▶ _Provided data_
******************************

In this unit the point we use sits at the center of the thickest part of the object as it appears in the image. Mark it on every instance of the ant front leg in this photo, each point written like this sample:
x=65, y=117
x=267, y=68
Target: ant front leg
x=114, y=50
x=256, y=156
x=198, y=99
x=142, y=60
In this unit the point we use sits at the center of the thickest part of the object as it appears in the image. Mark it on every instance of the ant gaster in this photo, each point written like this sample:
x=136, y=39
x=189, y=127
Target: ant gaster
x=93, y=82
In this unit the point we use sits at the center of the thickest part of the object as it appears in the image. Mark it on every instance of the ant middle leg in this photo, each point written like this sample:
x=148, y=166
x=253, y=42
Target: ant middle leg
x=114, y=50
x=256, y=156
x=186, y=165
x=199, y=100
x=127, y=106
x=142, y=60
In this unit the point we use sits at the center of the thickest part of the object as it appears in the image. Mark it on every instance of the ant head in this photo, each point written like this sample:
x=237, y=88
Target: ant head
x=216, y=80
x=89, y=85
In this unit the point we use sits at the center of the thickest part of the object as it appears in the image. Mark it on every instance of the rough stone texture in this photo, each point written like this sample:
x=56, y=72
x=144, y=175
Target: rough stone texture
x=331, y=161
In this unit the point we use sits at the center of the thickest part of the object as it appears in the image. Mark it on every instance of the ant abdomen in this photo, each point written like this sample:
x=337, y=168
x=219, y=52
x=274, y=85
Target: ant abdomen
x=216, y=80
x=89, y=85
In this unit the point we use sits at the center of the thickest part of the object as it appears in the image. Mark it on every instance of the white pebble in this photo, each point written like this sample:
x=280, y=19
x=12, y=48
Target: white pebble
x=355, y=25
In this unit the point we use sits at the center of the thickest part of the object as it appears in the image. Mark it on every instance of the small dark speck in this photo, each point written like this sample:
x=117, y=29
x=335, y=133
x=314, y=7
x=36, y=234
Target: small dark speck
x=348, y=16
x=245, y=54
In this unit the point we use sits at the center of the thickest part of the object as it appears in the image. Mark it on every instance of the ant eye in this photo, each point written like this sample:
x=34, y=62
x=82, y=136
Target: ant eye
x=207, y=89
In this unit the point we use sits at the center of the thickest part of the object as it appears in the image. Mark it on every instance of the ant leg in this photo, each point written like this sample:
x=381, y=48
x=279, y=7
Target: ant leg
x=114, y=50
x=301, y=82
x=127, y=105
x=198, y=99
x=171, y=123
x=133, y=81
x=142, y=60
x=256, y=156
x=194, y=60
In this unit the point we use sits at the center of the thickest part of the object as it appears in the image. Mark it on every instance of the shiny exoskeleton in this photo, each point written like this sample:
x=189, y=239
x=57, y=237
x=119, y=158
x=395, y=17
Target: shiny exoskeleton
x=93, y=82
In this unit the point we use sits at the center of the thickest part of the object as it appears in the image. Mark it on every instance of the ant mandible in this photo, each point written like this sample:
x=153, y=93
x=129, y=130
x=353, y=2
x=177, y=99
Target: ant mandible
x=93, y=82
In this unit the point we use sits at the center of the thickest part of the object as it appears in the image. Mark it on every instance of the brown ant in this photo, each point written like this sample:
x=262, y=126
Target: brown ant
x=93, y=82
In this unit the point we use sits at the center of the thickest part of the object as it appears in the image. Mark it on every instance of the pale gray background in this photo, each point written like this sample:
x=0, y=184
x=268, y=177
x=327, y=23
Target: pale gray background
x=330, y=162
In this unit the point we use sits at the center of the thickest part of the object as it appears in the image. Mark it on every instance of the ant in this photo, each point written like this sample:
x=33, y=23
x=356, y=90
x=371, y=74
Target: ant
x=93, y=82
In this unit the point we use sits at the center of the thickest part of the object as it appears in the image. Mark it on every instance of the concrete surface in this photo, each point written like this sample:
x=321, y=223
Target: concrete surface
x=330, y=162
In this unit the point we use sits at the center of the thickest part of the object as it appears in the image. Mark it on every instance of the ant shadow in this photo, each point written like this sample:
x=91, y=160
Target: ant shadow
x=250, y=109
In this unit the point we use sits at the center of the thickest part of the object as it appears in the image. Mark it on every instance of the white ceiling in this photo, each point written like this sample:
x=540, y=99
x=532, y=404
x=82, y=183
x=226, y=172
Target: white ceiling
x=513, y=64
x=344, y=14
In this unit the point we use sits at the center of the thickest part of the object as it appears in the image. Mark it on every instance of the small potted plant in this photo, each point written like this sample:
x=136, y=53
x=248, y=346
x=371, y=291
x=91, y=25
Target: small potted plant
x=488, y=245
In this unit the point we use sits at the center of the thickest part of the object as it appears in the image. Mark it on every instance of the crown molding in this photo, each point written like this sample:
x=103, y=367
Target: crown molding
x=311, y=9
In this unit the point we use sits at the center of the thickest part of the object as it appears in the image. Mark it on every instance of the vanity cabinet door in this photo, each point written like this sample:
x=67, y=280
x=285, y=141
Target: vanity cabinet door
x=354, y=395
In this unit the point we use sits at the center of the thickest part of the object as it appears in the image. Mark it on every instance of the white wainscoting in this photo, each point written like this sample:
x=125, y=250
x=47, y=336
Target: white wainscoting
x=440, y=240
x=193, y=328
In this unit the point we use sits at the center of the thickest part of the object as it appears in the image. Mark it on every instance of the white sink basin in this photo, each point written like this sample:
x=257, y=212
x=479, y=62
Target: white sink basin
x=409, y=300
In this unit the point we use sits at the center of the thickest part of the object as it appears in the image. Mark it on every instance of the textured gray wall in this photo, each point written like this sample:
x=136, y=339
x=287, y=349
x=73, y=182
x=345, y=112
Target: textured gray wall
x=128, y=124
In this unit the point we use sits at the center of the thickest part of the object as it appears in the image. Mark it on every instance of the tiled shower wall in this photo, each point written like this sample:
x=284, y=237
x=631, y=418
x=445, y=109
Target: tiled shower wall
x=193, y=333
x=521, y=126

******************************

▶ _Problem_
Take the records above and write each one out again exactly.

▶ _Answer below_
In this unit the point we use sits at the center of the thickest part of the object as it appears in the image. Mark it on every instance of the ant front leg in this photo, each point written like this sample:
x=65, y=117
x=267, y=68
Target: ant front leg
x=114, y=50
x=256, y=156
x=198, y=99
x=142, y=60
In this unit the point we use sits at the center of the thickest part of the object as it appears in the image. Mark it on every instance of the ant gaster in this photo, each point written like this sample:
x=136, y=39
x=189, y=127
Target: ant gaster
x=93, y=82
In this unit the point we use sits at the center of the thickest part of the object as it appears in the image. Mark it on every instance of the ant middle leg in this photo, each point written like this sample:
x=148, y=166
x=253, y=42
Target: ant middle leg
x=114, y=50
x=256, y=156
x=186, y=165
x=199, y=100
x=127, y=106
x=142, y=60
In this unit the point we use sits at the center of the thickest part of the object as it appears in the image. Mark it on every instance of the ant head in this photo, each point written like this sample:
x=237, y=88
Target: ant head
x=216, y=80
x=89, y=85
In this unit the point we use sits at the center of the thickest part of the object as it appears in the image. Mark it on every instance of the rough stone texture in this photo, each point written like this sample:
x=56, y=72
x=144, y=175
Target: rough stone texture
x=331, y=161
In this unit the point we use sits at the center of the thickest part of the object as it appears in the image. Mark it on every instance of the ant abdomen in this photo, each point written like this sample:
x=337, y=168
x=219, y=52
x=274, y=85
Target: ant abdomen
x=216, y=80
x=89, y=85
In this unit the point we use sits at the center of the thickest part of the object as it appears in the image. Mark it on every instance of the white pebble in this photo, each point written like this sample:
x=280, y=19
x=12, y=48
Target: white pebble
x=355, y=25
In this unit the point we use sits at the center of the thickest part of the object as it appears in the image. Mark it on every instance of the small dark speck in this photo, each point written like this sample:
x=117, y=29
x=335, y=133
x=314, y=7
x=36, y=234
Target: small dark speck
x=348, y=16
x=245, y=54
In this unit the point we use sits at the center of the thickest part of the object as it appears in the image. Mark it on every instance of the ant eye in this photo, each point written like this sample:
x=34, y=62
x=82, y=136
Target: ant eye
x=207, y=89
In this unit the point we use sits at the center of the thickest part of the object as it appears in the image. Mark it on every instance of the ant leg in this photo, each point written like this sample:
x=381, y=48
x=279, y=7
Target: ant leg
x=114, y=50
x=301, y=82
x=127, y=105
x=198, y=99
x=171, y=123
x=133, y=81
x=142, y=60
x=256, y=156
x=194, y=60
In this unit the point we use sits at the center of the thickest part of the object as it appears in the image. Mark it on every instance of the shiny exoskeleton in this photo, each point written like this sample:
x=189, y=239
x=57, y=237
x=119, y=158
x=395, y=17
Target: shiny exoskeleton
x=93, y=82
In this unit the point we use sits at the center of the thickest part of the object as it appears in the image. Mark it on every instance of the ant mandible in this photo, each point written like this sample:
x=153, y=93
x=129, y=130
x=353, y=2
x=177, y=99
Target: ant mandible
x=93, y=82
In this unit the point we use sits at the center of the thickest part of the object as it appears in the image. Mark it on every instance of the brown ant in this photo, each point written like this sample:
x=262, y=126
Target: brown ant
x=93, y=82
In this unit the point we use sits at the center of the thickest part of the object as it appears in the image. Mark it on every instance of the pale gray background in this photo, each point written like this sample:
x=0, y=184
x=268, y=177
x=327, y=23
Target: pale gray background
x=330, y=162
In this unit the point we use sits at the center of the thickest part of the object as it appears in the image. Mark it on every instance of the ant in this photo, each point written like this sample:
x=33, y=23
x=356, y=90
x=371, y=74
Target: ant
x=93, y=82
In this unit the point we use sits at the center of the thickest part of the object as it appears in the image. Mark it on every instance of the concrete surface in this photo, each point written like this sample:
x=321, y=223
Target: concrete surface
x=330, y=162
In this unit the point we use sits at the center of the thickest part of the object as it appears in the image. Mark it on every instance of the ant shadow in this photo, each point written like this sample:
x=91, y=160
Target: ant shadow
x=250, y=109
In this unit the point we use sits at the center of the thickest part of the object as it appears in the image. Mark it on every instance of the white ceiling in this photo, each point written like this sample:
x=540, y=99
x=532, y=404
x=82, y=183
x=226, y=172
Target: white ceiling
x=513, y=64
x=344, y=14
In this unit the point we use sits at the center of the thickest part of the object as it appears in the image. Mark it on every instance of the small potted plant in this photo, each point written like this sample:
x=136, y=53
x=248, y=346
x=371, y=291
x=91, y=25
Target: small potted plant
x=488, y=245
In this unit the point we use sits at the center of the thickest part of the object as it appears in the image. Mark it on every instance of the crown molding in this photo, each point written like this sample:
x=103, y=367
Target: crown molding
x=311, y=9
In this unit the point we use sits at the center of the thickest part of the object as it appears in the image. Mark it on every instance of the vanity cabinet door in this photo, each point written like this sample:
x=67, y=280
x=285, y=141
Target: vanity cabinet door
x=354, y=395
In this unit the point we use sits at the center of the thickest part of the object as it appears in the image. Mark it on every instance of the white wainscoting in this photo, each point written like this sample:
x=125, y=250
x=47, y=336
Target: white wainscoting
x=440, y=240
x=193, y=328
In this unit the point we use sits at the center of the thickest part of the object as it appears in the image. Mark it on every instance of the white sink basin in this photo, each point written like this sample:
x=257, y=212
x=479, y=62
Target: white sink basin
x=409, y=300
In this unit the point we use sits at the center of the thickest part of the object as it appears in the image. Mark it on every instance of the textured gray wall in this photo, each point written like this sample:
x=136, y=339
x=287, y=349
x=73, y=182
x=345, y=112
Target: textured gray wall
x=128, y=124
In this unit the point we use sits at the center of the thickest part of the object as it appears in the image. Mark it on every instance of the tiled shower wall in this photo, each point written like this sample:
x=284, y=237
x=631, y=418
x=445, y=109
Target: tiled shower wall
x=193, y=333
x=521, y=126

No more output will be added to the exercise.